• [Page extract]:
This Watershed Moment: Envisioning Place-Based Futures

As the Intermountain West continues to get drier and hotter, Utah’s watersheds are imperiled. The Great Salt Lake is shrinking, and the Colorado River is waning. A great change is needed. This is our watershed moment. We’re forced to ask: how can I live well in uncertain times; how can I stay in a place; how can I give back, be a good neighbor, steward, community member?

Before we drew maps with rigid political and property boundaries, watersheds informed our relation to the land and to each other. Watersheds were both a source of life and ethics. The flora and fauna that grew in a watershed influenced how people ate, built homes, and even the music they created. Who and what you lived upstream from governed how you lived on the land. In a changing climate, we are forced to remember or reimagine our connections to our watersheds to build futures we can live in sustainably, resiliently, joyfully.

Call for Submissions

We cannot bring about a future we cannot imagine. Courageous vision, it turns out, is an extremely viable strategy. So, we invited community members of these unique and endangered watersheds to invoke their imaginations. What does your watershed look like in 150 years if we answer the charge of climate change responsibly? What would it feel like? Smell like? Taste like? Sound like?

Tell us about your great great great great grandchild’s life. What could their community look like? Write us a recipe based on the food they might grow in their garden. Send us the sheet music for the folk songs they croon while cooking their dinner. Paint us a portrait of the statue they erect to honor and remember what they’ve lost. Write from the perspective of a budding juniper. Be playful. Bend genre. Have fun with form. Show us: what are the futures you imagine for your descendants?

The call for submissions deadline was December 31st, 2024.

• [Exercise requirements]:
- a) Answer these about the page on Utah's watersheds:
(i) Which two bodies of water does it describe as shrinking or waning?
(ii) How many years ahead were community members asked to picture their watershed?
(iii) What was the submission deadline?
- b) Reproduce the passage of the page on Utah's watersheds from "Tell us about" up to and including "December 31st, 2024.".

• [Information shown]:
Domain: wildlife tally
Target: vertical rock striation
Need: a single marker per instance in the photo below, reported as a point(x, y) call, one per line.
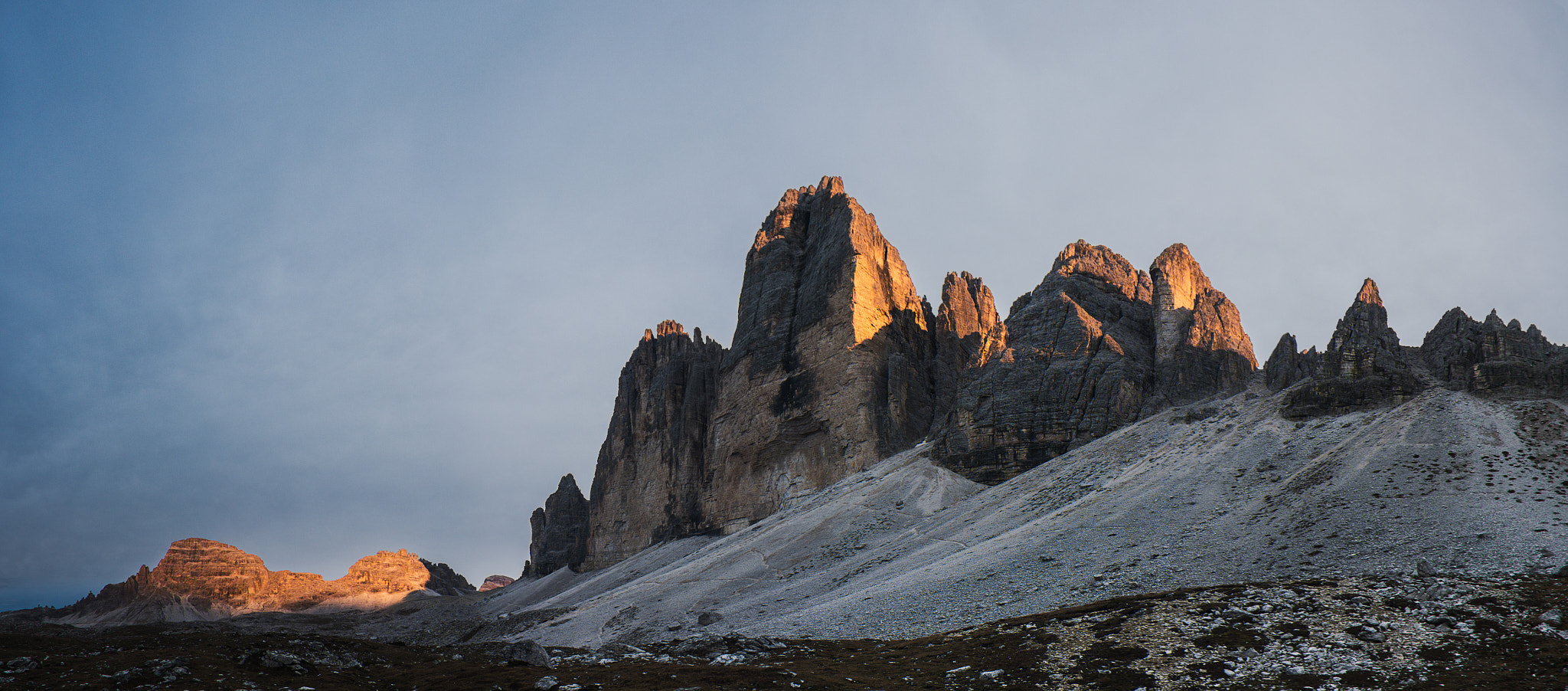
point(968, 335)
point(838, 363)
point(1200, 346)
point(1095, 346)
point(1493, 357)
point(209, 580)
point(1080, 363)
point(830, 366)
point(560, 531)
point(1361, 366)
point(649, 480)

--

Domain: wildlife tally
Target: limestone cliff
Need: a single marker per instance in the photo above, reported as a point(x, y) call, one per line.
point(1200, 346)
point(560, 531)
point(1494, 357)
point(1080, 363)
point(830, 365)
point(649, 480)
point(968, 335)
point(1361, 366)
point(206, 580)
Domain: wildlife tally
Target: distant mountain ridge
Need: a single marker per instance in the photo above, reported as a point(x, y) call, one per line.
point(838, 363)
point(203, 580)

• [Task answers]:
- a)
(i) The Great Salt Lake and the Colorado River.
(ii) 150 years.
(iii) December 31st, 2024.

- b)
Tell us about your great great great great grandchild’s life. What could their community look like? Write us a recipe based on the food they might grow in their garden. Send us the sheet music for the folk songs they croon while cooking their dinner. Paint us a portrait of the statue they erect to honor and remember what they’ve lost. Write from the perspective of a budding juniper. Be playful. Bend genre. Have fun with form. Show us: what are the futures you imagine for your descendants?

The call for submissions deadline was December 31st, 2024.